• **Instructions to follow**
From the line containing "Point out the man" onward, every line of the entries is to be set down exactly, the last line included.

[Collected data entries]
◇ ◇ ◇ ◇ ◇

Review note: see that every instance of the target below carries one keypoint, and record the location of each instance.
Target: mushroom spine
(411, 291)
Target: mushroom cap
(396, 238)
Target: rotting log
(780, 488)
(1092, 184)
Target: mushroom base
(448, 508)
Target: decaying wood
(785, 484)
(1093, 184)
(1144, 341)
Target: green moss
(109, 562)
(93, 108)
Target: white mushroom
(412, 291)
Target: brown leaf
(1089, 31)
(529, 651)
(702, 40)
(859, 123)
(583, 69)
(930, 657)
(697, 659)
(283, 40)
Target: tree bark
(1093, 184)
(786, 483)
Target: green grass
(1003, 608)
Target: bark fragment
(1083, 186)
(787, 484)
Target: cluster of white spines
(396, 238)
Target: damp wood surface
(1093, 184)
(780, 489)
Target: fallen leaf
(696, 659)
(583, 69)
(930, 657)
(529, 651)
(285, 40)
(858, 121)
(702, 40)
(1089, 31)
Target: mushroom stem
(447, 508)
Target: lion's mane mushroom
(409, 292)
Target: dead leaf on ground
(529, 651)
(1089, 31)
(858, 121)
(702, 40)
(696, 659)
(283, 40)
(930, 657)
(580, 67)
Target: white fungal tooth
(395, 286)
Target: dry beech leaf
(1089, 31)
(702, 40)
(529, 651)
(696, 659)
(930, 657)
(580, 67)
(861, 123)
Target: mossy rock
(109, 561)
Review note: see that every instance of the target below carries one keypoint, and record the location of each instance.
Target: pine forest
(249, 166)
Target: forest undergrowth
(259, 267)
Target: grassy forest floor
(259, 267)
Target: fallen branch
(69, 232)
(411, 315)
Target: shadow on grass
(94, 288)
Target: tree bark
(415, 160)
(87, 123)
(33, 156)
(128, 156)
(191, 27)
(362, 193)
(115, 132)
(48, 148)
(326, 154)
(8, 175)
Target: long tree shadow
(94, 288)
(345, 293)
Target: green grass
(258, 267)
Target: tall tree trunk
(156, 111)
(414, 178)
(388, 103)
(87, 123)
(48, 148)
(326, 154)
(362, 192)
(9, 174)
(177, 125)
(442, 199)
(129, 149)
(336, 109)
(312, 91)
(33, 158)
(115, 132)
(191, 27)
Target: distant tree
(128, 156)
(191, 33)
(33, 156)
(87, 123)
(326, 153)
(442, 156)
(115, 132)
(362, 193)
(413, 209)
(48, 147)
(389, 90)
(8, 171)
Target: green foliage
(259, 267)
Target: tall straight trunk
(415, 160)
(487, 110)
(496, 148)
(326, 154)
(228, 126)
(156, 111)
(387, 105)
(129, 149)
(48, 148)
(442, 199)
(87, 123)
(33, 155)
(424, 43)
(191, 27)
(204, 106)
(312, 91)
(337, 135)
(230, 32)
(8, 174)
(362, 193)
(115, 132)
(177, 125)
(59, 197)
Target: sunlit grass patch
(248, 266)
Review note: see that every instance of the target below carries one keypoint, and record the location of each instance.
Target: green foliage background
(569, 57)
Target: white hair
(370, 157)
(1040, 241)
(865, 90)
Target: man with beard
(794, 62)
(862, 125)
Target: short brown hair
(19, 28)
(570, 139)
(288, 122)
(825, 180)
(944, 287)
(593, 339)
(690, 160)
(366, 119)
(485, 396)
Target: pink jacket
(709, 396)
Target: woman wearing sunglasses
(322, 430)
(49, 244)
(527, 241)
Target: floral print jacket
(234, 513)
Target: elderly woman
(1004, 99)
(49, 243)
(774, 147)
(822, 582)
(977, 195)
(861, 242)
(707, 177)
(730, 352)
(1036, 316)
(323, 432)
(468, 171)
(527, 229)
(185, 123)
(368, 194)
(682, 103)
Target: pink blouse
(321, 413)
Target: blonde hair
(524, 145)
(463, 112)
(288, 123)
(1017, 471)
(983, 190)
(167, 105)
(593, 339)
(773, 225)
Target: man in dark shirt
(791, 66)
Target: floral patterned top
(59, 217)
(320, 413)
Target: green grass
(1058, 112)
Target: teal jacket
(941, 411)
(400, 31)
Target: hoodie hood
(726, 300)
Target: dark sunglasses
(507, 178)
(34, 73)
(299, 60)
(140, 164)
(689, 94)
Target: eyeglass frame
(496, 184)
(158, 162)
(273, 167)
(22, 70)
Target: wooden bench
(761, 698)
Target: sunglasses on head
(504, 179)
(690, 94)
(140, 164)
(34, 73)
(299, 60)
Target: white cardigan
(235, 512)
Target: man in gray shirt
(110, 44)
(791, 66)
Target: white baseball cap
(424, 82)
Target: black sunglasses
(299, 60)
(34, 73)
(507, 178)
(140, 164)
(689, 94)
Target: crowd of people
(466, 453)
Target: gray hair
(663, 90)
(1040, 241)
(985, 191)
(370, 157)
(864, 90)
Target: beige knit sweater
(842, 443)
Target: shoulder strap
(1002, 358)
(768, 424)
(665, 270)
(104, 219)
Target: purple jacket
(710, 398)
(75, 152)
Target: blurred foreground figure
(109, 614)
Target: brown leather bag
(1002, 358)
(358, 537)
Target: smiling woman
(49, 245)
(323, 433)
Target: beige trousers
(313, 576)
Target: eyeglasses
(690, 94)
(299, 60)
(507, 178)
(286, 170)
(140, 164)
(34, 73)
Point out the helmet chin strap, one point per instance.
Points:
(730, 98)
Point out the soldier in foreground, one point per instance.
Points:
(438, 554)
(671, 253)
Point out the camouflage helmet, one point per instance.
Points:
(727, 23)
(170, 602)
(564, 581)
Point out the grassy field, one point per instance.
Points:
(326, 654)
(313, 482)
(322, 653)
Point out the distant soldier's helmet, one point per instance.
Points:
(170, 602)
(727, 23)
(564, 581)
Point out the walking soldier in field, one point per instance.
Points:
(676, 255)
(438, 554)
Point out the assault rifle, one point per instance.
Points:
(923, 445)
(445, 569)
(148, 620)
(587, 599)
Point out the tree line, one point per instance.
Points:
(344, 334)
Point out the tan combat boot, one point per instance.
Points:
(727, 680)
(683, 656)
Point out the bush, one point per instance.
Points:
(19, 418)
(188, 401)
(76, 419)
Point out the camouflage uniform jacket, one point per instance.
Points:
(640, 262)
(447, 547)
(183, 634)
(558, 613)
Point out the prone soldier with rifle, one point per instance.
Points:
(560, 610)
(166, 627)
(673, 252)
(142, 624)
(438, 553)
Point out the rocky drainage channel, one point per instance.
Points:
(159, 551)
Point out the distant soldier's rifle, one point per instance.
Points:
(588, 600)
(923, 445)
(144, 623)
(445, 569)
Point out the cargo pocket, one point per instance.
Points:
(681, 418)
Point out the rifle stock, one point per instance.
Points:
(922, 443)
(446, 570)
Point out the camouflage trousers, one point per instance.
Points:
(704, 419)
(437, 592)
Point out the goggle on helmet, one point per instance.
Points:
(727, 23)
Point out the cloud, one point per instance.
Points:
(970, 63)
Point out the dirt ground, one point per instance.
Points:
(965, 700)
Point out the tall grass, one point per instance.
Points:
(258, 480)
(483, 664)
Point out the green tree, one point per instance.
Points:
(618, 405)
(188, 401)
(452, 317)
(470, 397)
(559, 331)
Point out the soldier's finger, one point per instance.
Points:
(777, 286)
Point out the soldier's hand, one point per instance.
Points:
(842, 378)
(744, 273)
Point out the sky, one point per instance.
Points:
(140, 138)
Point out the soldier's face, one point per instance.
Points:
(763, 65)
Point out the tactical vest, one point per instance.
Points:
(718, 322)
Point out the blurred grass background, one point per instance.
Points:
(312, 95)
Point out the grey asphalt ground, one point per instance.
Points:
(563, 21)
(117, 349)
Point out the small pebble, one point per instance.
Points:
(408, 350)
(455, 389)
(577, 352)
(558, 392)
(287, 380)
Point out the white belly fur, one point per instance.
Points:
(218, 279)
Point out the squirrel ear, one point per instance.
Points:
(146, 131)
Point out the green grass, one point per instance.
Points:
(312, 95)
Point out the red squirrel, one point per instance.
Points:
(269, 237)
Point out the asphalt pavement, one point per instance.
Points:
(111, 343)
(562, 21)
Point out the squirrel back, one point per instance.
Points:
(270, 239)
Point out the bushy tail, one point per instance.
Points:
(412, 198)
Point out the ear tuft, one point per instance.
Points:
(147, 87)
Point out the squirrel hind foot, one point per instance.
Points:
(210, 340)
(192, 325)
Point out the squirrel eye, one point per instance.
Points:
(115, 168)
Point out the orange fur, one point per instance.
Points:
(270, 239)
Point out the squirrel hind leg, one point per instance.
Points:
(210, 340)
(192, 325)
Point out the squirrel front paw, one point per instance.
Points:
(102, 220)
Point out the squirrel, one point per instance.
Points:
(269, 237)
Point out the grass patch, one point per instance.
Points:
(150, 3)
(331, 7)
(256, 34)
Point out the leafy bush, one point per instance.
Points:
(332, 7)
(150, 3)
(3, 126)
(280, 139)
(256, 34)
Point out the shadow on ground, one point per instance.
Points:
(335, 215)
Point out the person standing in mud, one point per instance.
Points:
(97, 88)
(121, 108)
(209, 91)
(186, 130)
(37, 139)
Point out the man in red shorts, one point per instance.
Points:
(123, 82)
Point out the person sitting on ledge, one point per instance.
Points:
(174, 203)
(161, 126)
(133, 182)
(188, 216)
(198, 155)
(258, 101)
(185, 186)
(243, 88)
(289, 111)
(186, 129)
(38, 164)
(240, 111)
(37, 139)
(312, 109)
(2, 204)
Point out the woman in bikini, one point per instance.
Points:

◇ ◇ ◇ ◇ ◇

• **Output below**
Point out the man in red shorts, one point per instance.
Points:
(123, 82)
Point out the person sitting on ledge, one point per instance.
Points:
(174, 203)
(161, 126)
(133, 182)
(188, 216)
(198, 155)
(258, 101)
(185, 186)
(243, 88)
(289, 111)
(186, 129)
(38, 164)
(240, 111)
(37, 139)
(312, 109)
(2, 204)
Point out the woman in bikini, one point per instance.
Points:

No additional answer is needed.